> _Excerpt provided_
=-=-=
Meeting up at Lesmahagow High School between 7 and 8pm on Tuesdays, ladies aged between 32 and 73 are coached for free by Douglas-based Hazel Pringle, who also coaches Kirkfield United girls’ team.
In addition, a squad of 12 Three Valleys women play in a four-round Walking Football Scotland League at Ravenscraig Regional Sports Facility in Motherwell between May and October, featuring competing teams from across Scotland playing 15-minute, six-a-side matches.
"Most of these women who have joined up had never played football before,” said club treasurer Desmond Middleton, 54.
"The ones who take part have been saying that playing is improving their mental health and social interaction, much needed since the start of Covid-19.
"Most of the players are from the Lesmahagow area but we have some that come from afar as Motherwell and Biggar.
"There’s not many opportunities for women to play walking football in Lanarkshire. We are the only team in Lanarkshire.”
=-=-=
> _Given data_
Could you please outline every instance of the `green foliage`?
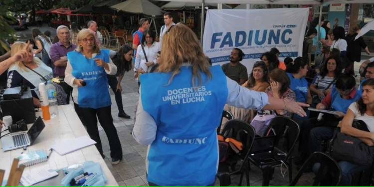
=-=-=
> _Task instructions_
A – List the towns in the walking football text where someone is based, players come from, or games are played.
B – Based on the walking football text, mark each statement yes or no, and quote the words that decide it: (i) The Tuesday sessions cost the players nothing. (ii) The league matches are eleven-a-side. (iii) Desmond Middleton serves as the club's treasurer.
C – Carry on the walking football text from its final sentence.

> _Answers to this exercise_
A – Lesmahagow, Douglas, Motherwell, Biggar

B –
(i) Yes: "coached for free"
(ii) No: "15-minute, six-a-side matches"
(iii) Yes: "said club treasurer Desmond Middleton, 54"

C –
If you would like to get involved with the Three Valleys Women team, contact Moira Baxter on 07576 992227.
Men wishing to get involved in the sport locally can take inspiration from Middleton, who plays for the Glenbuck and Douglas Football Academy walking football team which has been going since February 2021. They meet outdoors on Sundays, on the 3G surface at Douglas Primary School between 11am and 12 noon on Sundays.
On Saturday, June 11, Middleton and his team-mates took part in the Walking Football Scottish Cup, which was contested by over 50 teams in different categories. Glenbuck recorded two wins, a draw and a loss.
At the same event, Three Valleys women participated in the female over-40 event.
To get involved with Glenbuck, call Kevin Robertson on 07853 943975.
"An enjoyable thing about walking football is that anybody can play,” Middleton said.
"And unlike normal football, because it's slower you can talk at the same time. It’s very sociable.”
Usually officiated by SFA referees, basic rules for walking football matches in Scotland include players conceding a free-kick if they run; if they do this three times a penalty is conceded.
No high balls are allowed and it’s non contact, although players are allowed to challenge for a 50/50 ball from the front.
If an individual player touches the ball more than three times they are penalised, with a free-kick awarded to the opposition.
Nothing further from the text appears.